### [Exercise]
Please return every record exactly as written, leaving out the pictures.

### [Supplied records]
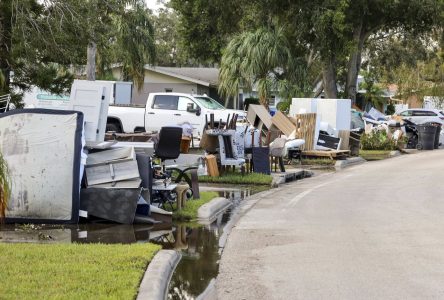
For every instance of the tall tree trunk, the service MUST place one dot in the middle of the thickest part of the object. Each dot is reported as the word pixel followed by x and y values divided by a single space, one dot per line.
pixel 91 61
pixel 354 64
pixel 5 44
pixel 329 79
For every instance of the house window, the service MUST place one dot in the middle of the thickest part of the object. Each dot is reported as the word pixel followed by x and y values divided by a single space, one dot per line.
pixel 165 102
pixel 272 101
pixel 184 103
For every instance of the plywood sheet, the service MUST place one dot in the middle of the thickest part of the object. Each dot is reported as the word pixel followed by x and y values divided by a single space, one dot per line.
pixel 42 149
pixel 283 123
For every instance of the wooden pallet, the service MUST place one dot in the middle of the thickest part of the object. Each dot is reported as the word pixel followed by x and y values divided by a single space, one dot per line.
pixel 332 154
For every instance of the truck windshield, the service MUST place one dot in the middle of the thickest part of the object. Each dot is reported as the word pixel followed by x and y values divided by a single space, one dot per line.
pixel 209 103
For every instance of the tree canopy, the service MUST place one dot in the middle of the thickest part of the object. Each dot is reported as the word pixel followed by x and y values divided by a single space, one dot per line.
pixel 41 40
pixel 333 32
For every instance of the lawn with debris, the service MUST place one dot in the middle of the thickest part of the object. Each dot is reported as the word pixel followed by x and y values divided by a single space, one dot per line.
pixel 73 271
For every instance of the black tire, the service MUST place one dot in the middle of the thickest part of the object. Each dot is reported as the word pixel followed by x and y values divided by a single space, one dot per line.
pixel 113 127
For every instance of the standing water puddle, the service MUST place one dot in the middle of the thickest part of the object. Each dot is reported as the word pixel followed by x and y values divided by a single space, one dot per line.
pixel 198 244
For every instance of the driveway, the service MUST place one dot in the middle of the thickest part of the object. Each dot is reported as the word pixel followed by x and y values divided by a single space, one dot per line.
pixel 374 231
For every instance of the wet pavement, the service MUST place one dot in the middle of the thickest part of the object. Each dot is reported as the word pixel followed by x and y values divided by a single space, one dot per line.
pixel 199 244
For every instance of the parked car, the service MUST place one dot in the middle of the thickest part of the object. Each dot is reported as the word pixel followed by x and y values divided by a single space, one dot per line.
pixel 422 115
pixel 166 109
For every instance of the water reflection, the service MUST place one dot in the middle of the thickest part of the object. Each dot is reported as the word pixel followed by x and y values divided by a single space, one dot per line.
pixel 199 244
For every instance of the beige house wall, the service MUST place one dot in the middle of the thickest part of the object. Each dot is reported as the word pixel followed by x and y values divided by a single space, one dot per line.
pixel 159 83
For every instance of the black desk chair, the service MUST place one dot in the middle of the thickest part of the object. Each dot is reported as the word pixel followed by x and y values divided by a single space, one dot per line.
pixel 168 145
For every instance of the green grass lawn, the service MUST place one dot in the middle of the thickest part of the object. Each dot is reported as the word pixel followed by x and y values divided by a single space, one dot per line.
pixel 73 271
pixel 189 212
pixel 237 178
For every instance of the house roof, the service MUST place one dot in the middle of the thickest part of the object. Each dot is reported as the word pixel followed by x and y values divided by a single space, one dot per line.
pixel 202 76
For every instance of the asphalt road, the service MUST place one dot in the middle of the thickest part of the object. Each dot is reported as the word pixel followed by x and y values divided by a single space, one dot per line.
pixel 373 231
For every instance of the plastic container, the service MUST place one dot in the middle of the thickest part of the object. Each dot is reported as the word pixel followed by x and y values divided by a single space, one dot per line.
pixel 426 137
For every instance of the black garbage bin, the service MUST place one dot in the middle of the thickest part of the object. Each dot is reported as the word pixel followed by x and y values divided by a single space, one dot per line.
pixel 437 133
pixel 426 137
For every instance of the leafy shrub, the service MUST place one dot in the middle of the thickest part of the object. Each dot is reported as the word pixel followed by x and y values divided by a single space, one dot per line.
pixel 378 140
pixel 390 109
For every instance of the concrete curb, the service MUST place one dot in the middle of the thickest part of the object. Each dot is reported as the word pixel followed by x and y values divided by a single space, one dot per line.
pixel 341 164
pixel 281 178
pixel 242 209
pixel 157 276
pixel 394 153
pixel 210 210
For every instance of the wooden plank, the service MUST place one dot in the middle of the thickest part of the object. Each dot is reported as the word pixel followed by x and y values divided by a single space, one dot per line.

### [Expected answer]
For every instance of the tall tree trunk, the service MUST place one dot in the middle of the thickest part of the object. Each dot is reported as the word pixel followed by x and y values divided by a single space, one dot per line.
pixel 91 61
pixel 354 64
pixel 5 44
pixel 329 79
For every instance of the house window, the service MUST place one dot in the middle of the thickest part of the object. Each dot is reported as the word pixel followed by x and y values divided by a single space, one dot per line.
pixel 165 102
pixel 272 101
pixel 184 103
For every instance of the plywood sheet, the service MUST place one dot in the middle of the thickest part of the object. Each dot is reported as the word pixel followed by x and y values divided by a single space, one dot per line.
pixel 42 149
pixel 283 123
For every instance of the wooden pallet, the service MUST place one dot in the middle of the thickest part of the object. Each dot is reported as the word pixel followed by x and y values divided by a single space, one dot per line.
pixel 332 154
For every instance of the truck windshield, the service MUST place one dot in the middle of the thickest part of the object. Each dot is reported as the word pixel followed by x and y values divided by a single space, one dot per line.
pixel 209 103
For every instance of the tree canopy, the service MUST place one dot in the middle of the thickest part of the object. Each dot is reported as the word pixel followed by x and y values divided by a single space, one dot per line.
pixel 41 40
pixel 333 32
For every instance of the lawn with debris, the service MUST place one dot in the middle of the thickest part of the object. Each dot is reported as the word pixel followed by x and y values divided by a single space, one dot per line.
pixel 73 271
For every instance of the black tire, the service MUST place one dot in the middle of the thickest part of the object. Each dot is reported as the word pixel followed by x and y values divided by a single space, one dot per line.
pixel 113 127
For every instance of the standing water puddle, the service MUST place one dot in the middle of the thickest part of the object. Each dot is reported as the word pixel followed by x and y values divided by a single space, one dot per line.
pixel 198 244
For every instance of the driveway, the service MUST place one dot in the middle of the thickest part of the object. Each dot is reported as the word pixel followed by x and y values divided by a single space, one dot per line.
pixel 374 231
For every instance of the wet pavement, the service MUST place one dot in the middle of the thickest part of the object. Each dot is reported as the word pixel followed by x and y values divided by a single space, one dot per line.
pixel 199 244
For every instance of the parked car, the service MUST place one dot in the middle of the thickest part of the object. Each dot is reported as the word pixel followed by x and y values divided by a single space, one dot per line.
pixel 422 115
pixel 166 109
For every instance of the water reflection, the service MUST place one dot in the middle of the thickest part of the object. Each dot is reported as the word pixel followed by x and y values divided by a single space, one dot per line.
pixel 199 244
For every instance of the beige house wall, the service MUST place one dot in the middle of the thickest part of the object. Each dot is reported as the word pixel followed by x and y values divided by a single space, one dot per line.
pixel 159 83
For every instance of the black desk chair, the service MUST place one dot in the middle of the thickest part of the object. Each dot is reported as the word pixel followed by x and y values divided by a single space, one dot per line.
pixel 168 145
For every instance of the green grass lawn, the service MUST place one dot in the middle of the thickest part of the object. Each dot is reported as the word pixel followed by x and y values divided by a single space, one dot per line.
pixel 73 271
pixel 189 212
pixel 237 178
For every instance of the house roof, the service MUST place one dot in the middle of the thickest part of the object. Each dot is reported as the word pixel followed by x and y values divided by a single space, one dot per line.
pixel 202 76
For every instance of the asphalt road, the service MUST place one dot in the middle of the thickest part of the object. Each dot is reported as the word pixel followed by x and y values divided by a single space, one dot per line.
pixel 373 231
For every instance of the plastic container, the service MUST place one dot in the middle of the thickest part of the object. Each dot is reported as the word pixel followed by x and y values divided by a single space, one dot per line.
pixel 426 137
For every instance of the black garbage bin, the service MUST place one dot in the middle of the thickest part of the object. Each dot is reported as the word pixel followed by x and y values divided by a single space, one dot per line.
pixel 437 133
pixel 426 137
For every instance of the leafy shrub, the service MUST place one dot in the middle of the thickest part of the object. Each dot is reported as the word pixel followed by x and y values divided by a single space, one dot per line.
pixel 378 140
pixel 390 109
For every instance of the concrete curb, the service MUST place one dot in the middle of the thickest part of the object. Each dot is reported as the word pixel followed by x and y values divided by a single space, one dot per line.
pixel 341 164
pixel 281 178
pixel 242 209
pixel 157 276
pixel 394 153
pixel 210 210
For every instance of the wooden plank, the service MUST place one dot in the middle of the thickest part of the object. Each dot is reported as the word pixel followed by x and y values divided by a single space, one dot per line.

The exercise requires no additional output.